To be done:
The records below need retyping in full; give them again exactly.

====

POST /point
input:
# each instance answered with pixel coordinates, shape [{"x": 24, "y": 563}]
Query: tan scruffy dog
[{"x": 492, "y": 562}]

====

Full response:
POST /point
input:
# each instance answered with pixel coordinates, shape [{"x": 24, "y": 563}]
Query: tan scruffy dog
[{"x": 492, "y": 562}]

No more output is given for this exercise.